#### GIVEN EXERCISE:
Rewrite the entries below with "one dot" changed to "one point" at every occurrence and nothing else altered. Leave the pictures out of your version.

#### SOURCE DATA:
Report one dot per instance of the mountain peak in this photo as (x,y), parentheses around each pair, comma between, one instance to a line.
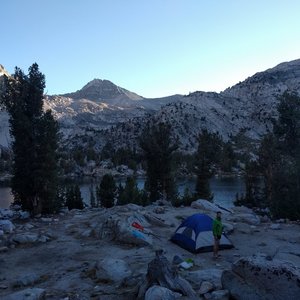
(103,90)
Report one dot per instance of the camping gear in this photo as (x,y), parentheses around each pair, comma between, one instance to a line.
(195,235)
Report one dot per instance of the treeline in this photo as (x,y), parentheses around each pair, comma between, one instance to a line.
(273,180)
(37,159)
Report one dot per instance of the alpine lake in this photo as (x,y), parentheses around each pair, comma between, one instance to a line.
(224,189)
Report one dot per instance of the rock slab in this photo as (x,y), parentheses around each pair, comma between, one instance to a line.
(257,278)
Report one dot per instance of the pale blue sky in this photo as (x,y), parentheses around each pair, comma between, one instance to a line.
(152,47)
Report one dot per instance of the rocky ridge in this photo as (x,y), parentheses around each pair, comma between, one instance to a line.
(108,112)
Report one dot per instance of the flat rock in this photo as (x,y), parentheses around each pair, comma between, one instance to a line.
(27,294)
(111,269)
(259,278)
(158,292)
(196,277)
(7,226)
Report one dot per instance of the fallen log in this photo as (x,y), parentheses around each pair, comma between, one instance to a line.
(160,272)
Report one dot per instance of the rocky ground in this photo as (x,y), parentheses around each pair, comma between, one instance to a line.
(91,254)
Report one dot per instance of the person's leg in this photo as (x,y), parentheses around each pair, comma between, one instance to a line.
(215,247)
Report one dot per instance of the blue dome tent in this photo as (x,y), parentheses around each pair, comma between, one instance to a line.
(195,235)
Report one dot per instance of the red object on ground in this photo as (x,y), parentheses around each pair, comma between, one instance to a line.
(138,226)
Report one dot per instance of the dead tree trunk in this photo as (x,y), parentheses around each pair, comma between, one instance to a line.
(160,272)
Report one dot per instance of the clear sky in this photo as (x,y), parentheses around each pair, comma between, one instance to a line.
(152,47)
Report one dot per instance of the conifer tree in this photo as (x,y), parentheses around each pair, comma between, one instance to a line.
(35,140)
(106,191)
(280,160)
(73,197)
(158,147)
(209,149)
(130,193)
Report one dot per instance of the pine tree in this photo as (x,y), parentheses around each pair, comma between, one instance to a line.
(106,191)
(73,197)
(92,198)
(35,140)
(158,147)
(130,193)
(208,153)
(279,159)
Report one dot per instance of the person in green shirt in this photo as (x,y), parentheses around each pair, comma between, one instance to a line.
(217,232)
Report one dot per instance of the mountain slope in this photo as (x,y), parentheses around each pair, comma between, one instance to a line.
(107,112)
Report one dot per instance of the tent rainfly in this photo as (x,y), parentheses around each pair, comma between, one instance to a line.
(195,235)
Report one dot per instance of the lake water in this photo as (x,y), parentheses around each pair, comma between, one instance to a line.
(224,189)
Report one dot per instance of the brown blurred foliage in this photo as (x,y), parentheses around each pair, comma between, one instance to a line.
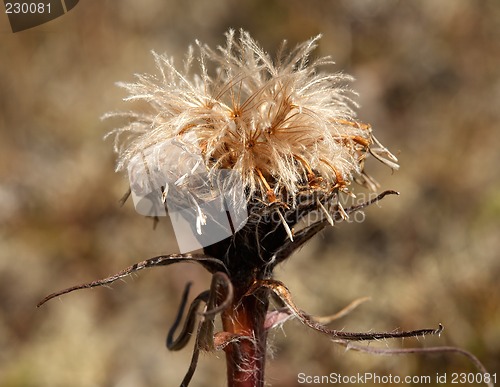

#### WORKED ANSWER:
Report one point per instance of the mountain peak in this photo as (x,y), parentheses around each pair, comma between, one instance to a line.
(103,90)
Report one point per instance of the camping gear in this photo as (x,y), parentheses around each pair, comma between, one instance to a line.
(195,235)
Report one point per instance of the treeline in this photo as (x,y), parentheses around each pair, comma between, one instance to a line.
(273,180)
(37,159)
Report one point per instance of the alpine lake in this photo as (x,y), parentheses around each pair, comma between, one instance to a line.
(224,189)
Report one point per instance of the rock slab in this photo as (x,y), parentheses around each pair, comma between, one instance to a line.
(257,278)
Report one point per instance of the pale blue sky in this photo as (x,y), parentheses around each pair, comma between, one instance to a line.
(152,47)
Report one point per instance of the rocky ridge in this photo as (x,y), parentheses around each pair, comma between, one instance to a line.
(108,112)
Report one point per instance of the flat rock in this photo as (x,y), parentheses around each pair, comma between, one instance to a line.
(27,294)
(111,269)
(259,278)
(158,292)
(196,277)
(7,226)
Report one point per instance of the fallen log in this photo as (x,y), parentheses around each pair, comma between, one instance to a line.
(160,272)
Report one point per instance of the rocky ground in this photo as (x,y), parentheses around each pair, comma between, one instance to a line.
(91,254)
Report one point per instance of the person's leg in this photo as (x,y), parentheses around each pair, comma between, one instance to a line.
(215,247)
Report one point per instance of the blue dome tent in this photo as (x,y), parentheses around each pair, comma between, one instance to a line.
(195,235)
Report one point per instance of the red object on ground in this photo as (x,y), parentheses around each pair, comma between, one instance to a line.
(138,226)
Report one point per instance of the dead tree trunk in this photo as (x,y), parentheses around each pair, comma between, one instance to a line.
(160,272)
Report one point per instance of the clear sky in this photo as (x,y), parentheses around each pair, comma between, one instance to a line.
(152,47)
Report one point per instance of the conifer tree in this photo as (x,y), parentheses around each pair, comma between, one instance to a line.
(35,140)
(106,191)
(280,160)
(73,197)
(158,147)
(209,149)
(130,193)
Report one point per instance of the pine tree in this photo as (x,y), parentheses around each pair, comma between, one instance to a line.
(106,191)
(73,197)
(92,198)
(35,140)
(158,147)
(130,193)
(208,153)
(279,159)
Report one point per instance of the person in green shirt in this photo as (x,y), parentheses around each pair, comma between, one instance to a line.
(217,232)
Report one point per instance of the mountain slope in this photo as (x,y), parentheses around each pair, comma between, one instance to a line.
(107,112)
Report one point per instance of the tent rainfly in this photo as (x,y), parentheses around each pair, comma between, one instance to a line.
(195,235)
Report one point per instance of the lake water in this photo as (x,y), parentheses around each pair, comma between, one instance to a line.
(224,189)
Report one point per instance of the brown blurred foliage in this photo as (x,y), parentheses around each pair, comma between, one instance to a line.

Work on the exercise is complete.